* _Exercício proposto A_
Reproduza sem alterações a passagem do trecho sobre Mauá que vai de "Mauá ainda tentou" até "Mauá não atuava.", inclusive.

* _Trecho fornecido_
Mauá ainda tentou reverter tal prejuízo ao investir na mão de obra italiana que começou a chegar ao Brasil na década de 1870, agindo como contratante deles, fosse empregando-os em suas companhias e fábricas, ou atuando como intermediário para achar vagas de empregos para os mesmos. A iniciativa apesar de interessante, não rendeu o retorno esperado. Muitos dos italianos imigrados partiam diretamente para as fazendas, especialmente as lavouras de café de São Paulo, uma área de negócios na qual Mauá não atuava.
No ano de 1872, ele foi reeleito ao cargo de deputado federal do Rio Grande do Sul, tendo permanecido anteriormente alguns anos afastado da vida política, mas devido aos problemas financeiros e interesse em saná-los, Mauá renunciou ao mandato no ano seguinte. Ainda mais por conta que em 1872 ele recebeu autorização pelo Decreto n. 5.058 de 16 de agosto de 1872, o direito de instalar um cabo submarino entre o Brasil e Portugal. Embora a empresa britânica British Eastern Telegraph Company tenha feito o serviço, o investimento veio direto do barão. Assim, em 1874 o cabo estava conectado e operante, rendendo o reconhecimento do imperador D. Pedro II, que lhe deu o título de Visconde de Mauá. Na época, o monarca concedeu monopólio de 20 anos de uso dos serviços telegráficos. No mesmo ano ele conseguiu por parte do imperador o direito de cuidar do abastecimento de água da capital imperial, fundando uma companhia para isso, a qual teve vida curta. (SOUZA; FOSSATTI, 2013).
Porém, a década de 1870 não foi problemática apenas para o visconde, mas para muitos homens de negócios. O mundo ocidental vivenciava a chamada crise da Longa Depressão (1873-1879), que afetou países como Alemanha, Inglaterra, França, Itália, Áustria, Estados Unidos, Brasil, entre outros. Uma série de fatores envolvendo guerras, safras perdidas, falência de indústrias e companhias de comércio, culminou para afetar bolsas de valores e bancos.
Assim, Mauá decretou falência do seu banco em 1875, após uma série de receitas baixas, retiradas de investimentos, queda nas ações etc. Além disso, o governo numa jogada escrupulosa para beneficiar os investimentos nos bancos públicos, começou a difundir que bancos privados não eram de confiança e não rendiam tanto quanto os bancos públicos. Pela condição de Mauá ter investimentos em outros países, especialmente as filiais de seu banco, esses foram diretamente afetados por essa crise, levando suas filiais se fecharem, cortando muito da renda que o banco obtinha graças aos investimentos estrangeiros. (SOUZA; FOSSATTI, 2013).

* _Listagem fornecida_
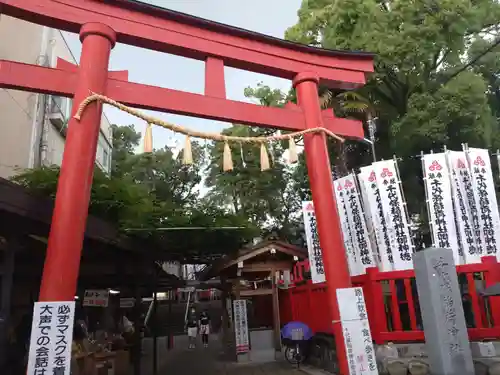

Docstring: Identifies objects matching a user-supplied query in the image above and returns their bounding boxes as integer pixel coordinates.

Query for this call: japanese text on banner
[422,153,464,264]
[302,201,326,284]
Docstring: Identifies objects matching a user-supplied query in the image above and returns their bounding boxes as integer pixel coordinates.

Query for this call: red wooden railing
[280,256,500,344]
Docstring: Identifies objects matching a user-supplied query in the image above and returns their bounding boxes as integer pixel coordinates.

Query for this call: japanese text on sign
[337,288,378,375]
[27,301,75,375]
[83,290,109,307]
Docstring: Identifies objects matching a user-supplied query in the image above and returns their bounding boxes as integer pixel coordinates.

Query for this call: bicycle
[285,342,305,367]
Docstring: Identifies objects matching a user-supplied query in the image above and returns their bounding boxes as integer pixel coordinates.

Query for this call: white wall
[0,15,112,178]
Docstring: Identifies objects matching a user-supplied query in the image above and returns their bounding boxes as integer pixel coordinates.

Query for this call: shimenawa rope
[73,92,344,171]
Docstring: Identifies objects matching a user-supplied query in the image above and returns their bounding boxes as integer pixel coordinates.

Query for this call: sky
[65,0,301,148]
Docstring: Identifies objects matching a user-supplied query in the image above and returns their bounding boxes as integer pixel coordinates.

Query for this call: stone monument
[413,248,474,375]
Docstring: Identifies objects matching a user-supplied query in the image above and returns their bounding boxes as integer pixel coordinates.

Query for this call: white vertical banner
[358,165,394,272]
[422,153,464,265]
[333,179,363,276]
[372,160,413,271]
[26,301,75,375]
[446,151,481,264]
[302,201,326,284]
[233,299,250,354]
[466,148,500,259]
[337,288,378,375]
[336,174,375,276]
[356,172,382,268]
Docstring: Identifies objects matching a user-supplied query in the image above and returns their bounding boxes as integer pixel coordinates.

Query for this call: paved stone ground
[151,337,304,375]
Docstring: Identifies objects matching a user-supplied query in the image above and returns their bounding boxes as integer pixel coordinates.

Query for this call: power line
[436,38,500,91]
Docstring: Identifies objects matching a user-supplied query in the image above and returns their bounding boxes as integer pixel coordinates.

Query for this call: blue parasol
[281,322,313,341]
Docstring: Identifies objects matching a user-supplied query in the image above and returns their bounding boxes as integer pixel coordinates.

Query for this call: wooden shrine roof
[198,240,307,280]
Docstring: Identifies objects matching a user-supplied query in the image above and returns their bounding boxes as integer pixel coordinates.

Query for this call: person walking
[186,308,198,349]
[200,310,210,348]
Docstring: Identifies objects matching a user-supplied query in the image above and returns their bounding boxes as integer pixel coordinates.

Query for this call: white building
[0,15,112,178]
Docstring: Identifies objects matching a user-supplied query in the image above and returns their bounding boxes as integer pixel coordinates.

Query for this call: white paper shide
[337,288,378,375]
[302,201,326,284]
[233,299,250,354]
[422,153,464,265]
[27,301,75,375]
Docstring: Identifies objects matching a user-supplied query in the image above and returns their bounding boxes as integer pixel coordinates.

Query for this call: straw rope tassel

* _Exercício proposto B_
Redimensione a parte da listagem que vai do início dela até a linha com "[280,256,500,344]", ambas as pontas incluídas. Reescreva só essas linhas, com os pedidos, multiplicando por 2,2 as coordenadas das caixas delimitadoras nas respostas e arredondando para inteiros (metades para cima), sem incluir as imagens.

* _Resultado da tarefa A_
Mauá ainda tentou reverter tal prejuízo ao investir na mão de obra italiana que começou a chegar ao Brasil na década de 1870, agindo como contratante deles, fosse empregando-os em suas companhias e fábricas, ou atuando como intermediário para achar vagas de empregos para os mesmos. A iniciativa apesar de interessante, não rendeu o retorno esperado. Muitos dos italianos imigrados partiam diretamente para as fazendas, especialmente as lavouras de café de São Paulo, uma área de negócios na qual Mauá não atuava.

* _Resultado da tarefa B_
Docstring: Identifies objects matching a user-supplied query in the image above and returns their bounding boxes as integer pixel coordinates.

Query for this call: japanese text on banner
[928,337,1021,581]
[664,442,717,625]
Docstring: Identifies objects matching a user-supplied query in the image above and returns their bounding boxes as integer pixel coordinates.

Query for this call: red wooden railing
[616,563,1100,757]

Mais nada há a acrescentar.